◆ **YOUR INSTRUCTIONS**: Please begin at the line that contains "the llama hind", stop after the line that contains "point(240, 168)", and give those lines of the material again with "evaluation set" swapped for "test set" each time it appears. Change nothing else and return only that span.

◆ **RECORDS TO PROCESS**:
——————————

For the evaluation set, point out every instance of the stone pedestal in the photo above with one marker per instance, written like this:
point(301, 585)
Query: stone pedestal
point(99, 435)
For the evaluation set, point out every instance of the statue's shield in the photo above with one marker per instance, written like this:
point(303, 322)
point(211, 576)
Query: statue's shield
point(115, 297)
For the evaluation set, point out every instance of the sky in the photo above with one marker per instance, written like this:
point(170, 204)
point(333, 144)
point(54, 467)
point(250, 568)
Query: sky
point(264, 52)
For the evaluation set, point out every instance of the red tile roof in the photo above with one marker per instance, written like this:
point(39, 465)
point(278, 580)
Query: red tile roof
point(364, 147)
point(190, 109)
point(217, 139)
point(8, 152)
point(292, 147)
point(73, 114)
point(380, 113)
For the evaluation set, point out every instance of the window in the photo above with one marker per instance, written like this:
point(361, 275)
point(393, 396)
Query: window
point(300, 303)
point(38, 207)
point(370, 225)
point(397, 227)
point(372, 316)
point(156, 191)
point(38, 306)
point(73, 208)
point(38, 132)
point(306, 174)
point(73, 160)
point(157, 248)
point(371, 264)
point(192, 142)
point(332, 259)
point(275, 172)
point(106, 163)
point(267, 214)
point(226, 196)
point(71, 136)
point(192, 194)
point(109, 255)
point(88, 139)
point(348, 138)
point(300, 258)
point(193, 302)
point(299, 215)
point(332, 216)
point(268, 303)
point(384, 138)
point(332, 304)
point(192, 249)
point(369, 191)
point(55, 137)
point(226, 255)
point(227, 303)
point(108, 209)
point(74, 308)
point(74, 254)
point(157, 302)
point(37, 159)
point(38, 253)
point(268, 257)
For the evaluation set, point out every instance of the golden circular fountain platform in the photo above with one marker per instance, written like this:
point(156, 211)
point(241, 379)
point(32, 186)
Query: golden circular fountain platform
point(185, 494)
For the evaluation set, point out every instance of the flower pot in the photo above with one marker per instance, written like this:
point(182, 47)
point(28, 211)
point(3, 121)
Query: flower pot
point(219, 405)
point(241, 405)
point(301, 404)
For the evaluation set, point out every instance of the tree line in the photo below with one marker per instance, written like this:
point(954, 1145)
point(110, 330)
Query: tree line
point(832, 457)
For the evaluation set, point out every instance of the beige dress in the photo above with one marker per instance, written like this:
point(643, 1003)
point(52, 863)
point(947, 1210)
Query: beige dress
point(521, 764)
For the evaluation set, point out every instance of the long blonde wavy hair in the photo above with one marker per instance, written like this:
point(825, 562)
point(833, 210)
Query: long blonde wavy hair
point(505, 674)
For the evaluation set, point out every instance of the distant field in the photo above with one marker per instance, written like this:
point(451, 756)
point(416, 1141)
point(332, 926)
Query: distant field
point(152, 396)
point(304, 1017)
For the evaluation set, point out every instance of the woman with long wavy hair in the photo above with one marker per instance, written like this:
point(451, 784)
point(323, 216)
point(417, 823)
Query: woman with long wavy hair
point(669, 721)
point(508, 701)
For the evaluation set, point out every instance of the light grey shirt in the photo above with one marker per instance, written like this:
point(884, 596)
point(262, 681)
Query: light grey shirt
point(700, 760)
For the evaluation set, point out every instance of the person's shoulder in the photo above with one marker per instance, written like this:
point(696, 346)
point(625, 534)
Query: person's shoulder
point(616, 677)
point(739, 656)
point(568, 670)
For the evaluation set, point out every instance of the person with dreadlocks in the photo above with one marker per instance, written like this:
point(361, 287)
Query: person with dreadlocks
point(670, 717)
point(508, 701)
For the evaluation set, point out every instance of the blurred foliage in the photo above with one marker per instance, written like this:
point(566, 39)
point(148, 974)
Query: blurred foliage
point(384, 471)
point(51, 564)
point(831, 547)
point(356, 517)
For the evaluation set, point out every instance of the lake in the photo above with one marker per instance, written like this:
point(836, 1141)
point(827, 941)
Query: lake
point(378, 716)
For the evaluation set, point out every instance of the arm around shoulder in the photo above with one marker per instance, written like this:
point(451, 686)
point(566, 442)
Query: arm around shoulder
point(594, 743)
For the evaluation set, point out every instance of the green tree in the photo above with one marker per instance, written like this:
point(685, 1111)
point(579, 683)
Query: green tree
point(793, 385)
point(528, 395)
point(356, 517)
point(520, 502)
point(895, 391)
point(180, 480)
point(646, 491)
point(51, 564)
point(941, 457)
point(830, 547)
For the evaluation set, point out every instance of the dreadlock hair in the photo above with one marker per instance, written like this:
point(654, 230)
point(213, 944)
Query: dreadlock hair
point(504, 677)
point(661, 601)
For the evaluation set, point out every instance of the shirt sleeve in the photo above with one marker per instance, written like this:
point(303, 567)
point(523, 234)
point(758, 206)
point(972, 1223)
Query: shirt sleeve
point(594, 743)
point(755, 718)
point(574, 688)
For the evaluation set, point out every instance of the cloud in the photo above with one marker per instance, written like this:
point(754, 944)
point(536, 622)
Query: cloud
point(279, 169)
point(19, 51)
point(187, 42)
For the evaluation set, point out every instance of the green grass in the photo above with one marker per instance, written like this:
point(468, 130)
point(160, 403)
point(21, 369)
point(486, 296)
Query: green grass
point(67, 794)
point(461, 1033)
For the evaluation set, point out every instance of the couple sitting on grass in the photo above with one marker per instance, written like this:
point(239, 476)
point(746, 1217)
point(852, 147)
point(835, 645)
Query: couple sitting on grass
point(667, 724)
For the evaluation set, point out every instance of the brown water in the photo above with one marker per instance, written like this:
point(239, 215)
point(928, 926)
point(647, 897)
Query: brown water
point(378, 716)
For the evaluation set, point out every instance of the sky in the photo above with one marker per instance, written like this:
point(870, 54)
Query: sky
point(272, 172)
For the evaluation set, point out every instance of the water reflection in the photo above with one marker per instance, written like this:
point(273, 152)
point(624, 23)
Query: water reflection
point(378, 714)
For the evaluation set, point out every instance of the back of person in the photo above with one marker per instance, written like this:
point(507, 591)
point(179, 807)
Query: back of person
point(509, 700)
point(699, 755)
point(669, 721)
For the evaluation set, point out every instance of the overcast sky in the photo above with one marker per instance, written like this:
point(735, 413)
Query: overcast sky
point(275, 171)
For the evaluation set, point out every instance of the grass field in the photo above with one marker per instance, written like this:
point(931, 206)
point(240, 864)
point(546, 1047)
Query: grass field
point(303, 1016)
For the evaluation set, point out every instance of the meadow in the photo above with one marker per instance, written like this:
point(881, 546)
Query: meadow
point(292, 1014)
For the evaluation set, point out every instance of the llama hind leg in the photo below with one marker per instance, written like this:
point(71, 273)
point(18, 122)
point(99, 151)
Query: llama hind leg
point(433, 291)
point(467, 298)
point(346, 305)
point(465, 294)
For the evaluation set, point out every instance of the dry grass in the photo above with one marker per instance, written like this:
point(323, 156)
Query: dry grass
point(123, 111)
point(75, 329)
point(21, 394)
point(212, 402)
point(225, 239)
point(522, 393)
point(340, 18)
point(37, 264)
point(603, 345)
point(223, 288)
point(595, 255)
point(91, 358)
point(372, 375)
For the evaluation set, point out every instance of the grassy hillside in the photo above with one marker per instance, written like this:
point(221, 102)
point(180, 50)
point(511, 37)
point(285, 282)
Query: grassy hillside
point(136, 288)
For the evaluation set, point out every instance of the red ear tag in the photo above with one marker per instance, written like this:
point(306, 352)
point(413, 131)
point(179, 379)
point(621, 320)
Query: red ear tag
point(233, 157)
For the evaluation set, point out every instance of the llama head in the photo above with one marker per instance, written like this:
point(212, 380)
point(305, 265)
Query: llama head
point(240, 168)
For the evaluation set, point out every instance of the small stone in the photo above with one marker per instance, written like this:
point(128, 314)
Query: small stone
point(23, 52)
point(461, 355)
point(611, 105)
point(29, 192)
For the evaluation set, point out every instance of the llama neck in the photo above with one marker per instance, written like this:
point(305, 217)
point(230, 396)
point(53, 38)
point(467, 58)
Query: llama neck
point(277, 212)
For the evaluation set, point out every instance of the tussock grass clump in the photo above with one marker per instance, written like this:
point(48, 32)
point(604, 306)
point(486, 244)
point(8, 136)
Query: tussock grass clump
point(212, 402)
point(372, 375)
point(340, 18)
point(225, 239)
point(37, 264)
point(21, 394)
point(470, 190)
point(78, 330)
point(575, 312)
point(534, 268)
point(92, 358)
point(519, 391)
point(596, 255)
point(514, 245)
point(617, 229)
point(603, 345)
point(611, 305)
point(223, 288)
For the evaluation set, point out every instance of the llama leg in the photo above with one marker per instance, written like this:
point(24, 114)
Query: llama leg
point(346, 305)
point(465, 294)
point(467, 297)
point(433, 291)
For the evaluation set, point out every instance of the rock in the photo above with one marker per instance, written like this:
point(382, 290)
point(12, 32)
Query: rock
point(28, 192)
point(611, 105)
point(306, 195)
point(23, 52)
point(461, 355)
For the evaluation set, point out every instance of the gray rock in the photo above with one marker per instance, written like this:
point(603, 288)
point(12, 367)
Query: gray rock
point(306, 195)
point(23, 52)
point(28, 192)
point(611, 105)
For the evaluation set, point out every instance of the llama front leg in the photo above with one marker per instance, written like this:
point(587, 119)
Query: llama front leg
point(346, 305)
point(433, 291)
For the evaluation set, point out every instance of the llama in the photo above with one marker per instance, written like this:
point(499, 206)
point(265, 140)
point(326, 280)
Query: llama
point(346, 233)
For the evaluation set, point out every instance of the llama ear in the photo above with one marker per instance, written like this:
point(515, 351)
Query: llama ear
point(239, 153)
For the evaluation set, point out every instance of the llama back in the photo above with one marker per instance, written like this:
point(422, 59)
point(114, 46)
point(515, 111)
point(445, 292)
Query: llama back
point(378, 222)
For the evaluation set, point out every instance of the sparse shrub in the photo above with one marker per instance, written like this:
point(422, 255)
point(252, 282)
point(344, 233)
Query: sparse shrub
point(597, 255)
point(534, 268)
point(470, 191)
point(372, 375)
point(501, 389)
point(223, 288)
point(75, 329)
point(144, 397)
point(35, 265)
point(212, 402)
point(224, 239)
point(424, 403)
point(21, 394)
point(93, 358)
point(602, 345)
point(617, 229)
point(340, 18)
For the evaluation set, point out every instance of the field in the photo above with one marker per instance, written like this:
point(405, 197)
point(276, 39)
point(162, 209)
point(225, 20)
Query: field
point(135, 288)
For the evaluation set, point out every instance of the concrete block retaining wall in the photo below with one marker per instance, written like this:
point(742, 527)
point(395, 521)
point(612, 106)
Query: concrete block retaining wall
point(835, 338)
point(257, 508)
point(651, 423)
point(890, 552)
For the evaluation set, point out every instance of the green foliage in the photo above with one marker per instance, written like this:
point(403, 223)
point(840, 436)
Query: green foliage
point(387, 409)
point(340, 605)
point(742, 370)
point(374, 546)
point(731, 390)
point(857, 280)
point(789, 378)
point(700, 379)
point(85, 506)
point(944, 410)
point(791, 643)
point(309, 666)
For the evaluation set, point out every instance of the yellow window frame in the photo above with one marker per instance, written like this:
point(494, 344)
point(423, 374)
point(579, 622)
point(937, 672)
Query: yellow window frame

——————————

◆ **WRITTEN REPLY**:
For the test set, point out every instance of the llama hind leg in the photo below with one marker per instance, written like this:
point(71, 273)
point(18, 122)
point(99, 151)
Query: llama hind leg
point(433, 291)
point(467, 298)
point(346, 305)
point(465, 294)
For the test set, point out every instance of the dry grass in the photo above with one marker per instance, written like this:
point(323, 156)
Query: dry grass
point(123, 111)
point(75, 329)
point(21, 394)
point(212, 402)
point(225, 239)
point(522, 393)
point(340, 18)
point(37, 264)
point(603, 345)
point(223, 288)
point(595, 255)
point(91, 358)
point(372, 375)
For the test set, point out every instance of the grassy hillside in the photo above with one marker per instance, written like this:
point(221, 102)
point(180, 50)
point(511, 37)
point(285, 282)
Query: grassy hillside
point(136, 288)
For the test set, point out every instance of the red ear tag in the photo above with one marker per instance, written like this:
point(306, 352)
point(413, 131)
point(179, 379)
point(621, 320)
Query: red ear tag
point(233, 157)
For the test set, point out every instance of the llama head in the photo above with one marker per instance, written like this:
point(212, 380)
point(305, 265)
Query: llama head
point(240, 168)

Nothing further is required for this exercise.